06 August 2009
MERAH PUTIH: Penggugah yang Diharapkan Menggugah
Judul:
Merah Putih
Sutradara:
Yadi Sugandi
Penulis Skenario:
Conor Allyn, Rob Allyn
Pemeran:
Lukman Sardi, Donny Alamsyah, Darius Sinatrya, Zumi Zola, T. Rifnu Wikana, Rudy Wowor
Catatan:
Udah lama banget ngga liat film perang dengan setting cerita masa perjuangan kemerdekaan Indonesia. Baru kali ini ada yang niat banget bikin film dengan latar perang kemerdekaan. Dan ngga hanya jadi latar, tapi memang niat dibikin lengkap dengan adegan peperangannya. Tentunya ngga seluruh perang yang terjadi digambarkan di sini. Dan ngga hanya perang kemerdekaan aja, katanya film ini bakal dibuat menjadi trilogi.

▶ **DATA**:
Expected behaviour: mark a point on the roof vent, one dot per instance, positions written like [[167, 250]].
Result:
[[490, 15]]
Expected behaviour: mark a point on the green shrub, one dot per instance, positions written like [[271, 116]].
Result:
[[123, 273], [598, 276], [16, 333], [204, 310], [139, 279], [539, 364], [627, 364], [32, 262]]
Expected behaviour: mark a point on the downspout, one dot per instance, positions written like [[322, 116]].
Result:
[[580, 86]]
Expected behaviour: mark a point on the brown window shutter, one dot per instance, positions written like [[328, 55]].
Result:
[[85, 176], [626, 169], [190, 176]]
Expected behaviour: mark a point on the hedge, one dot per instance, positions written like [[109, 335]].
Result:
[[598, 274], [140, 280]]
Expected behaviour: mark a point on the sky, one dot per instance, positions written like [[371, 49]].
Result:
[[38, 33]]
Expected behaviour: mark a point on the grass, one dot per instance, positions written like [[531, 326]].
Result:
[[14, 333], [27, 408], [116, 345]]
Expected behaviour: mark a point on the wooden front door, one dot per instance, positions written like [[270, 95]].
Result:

▶ **RINCIAN TUGAS**: Salin seluruh ulasan film Merah Putih di atas apa adanya, tanpa mengubah satu huruf pun. Baris-baris data tidak dipakai dalam latihan ini.

▶ **JAWABAN TUGAS**:
06 August 2009
MERAH PUTIH: Penggugah yang Diharapkan Menggugah
Judul:
Merah Putih
Sutradara:
Yadi Sugandi
Penulis Skenario:
Conor Allyn, Rob Allyn
Pemeran:
Lukman Sardi, Donny Alamsyah, Darius Sinatrya, Zumi Zola, T. Rifnu Wikana, Rudy Wowor
Catatan:
Udah lama banget ngga liat film perang dengan setting cerita masa perjuangan kemerdekaan Indonesia. Baru kali ini ada yang niat banget bikin film dengan latar perang kemerdekaan. Dan ngga hanya jadi latar, tapi memang niat dibikin lengkap dengan adegan peperangannya. Tentunya ngga seluruh perang yang terjadi digambarkan di sini. Dan ngga hanya perang kemerdekaan aja, katanya film ini bakal dibuat menjadi trilogi.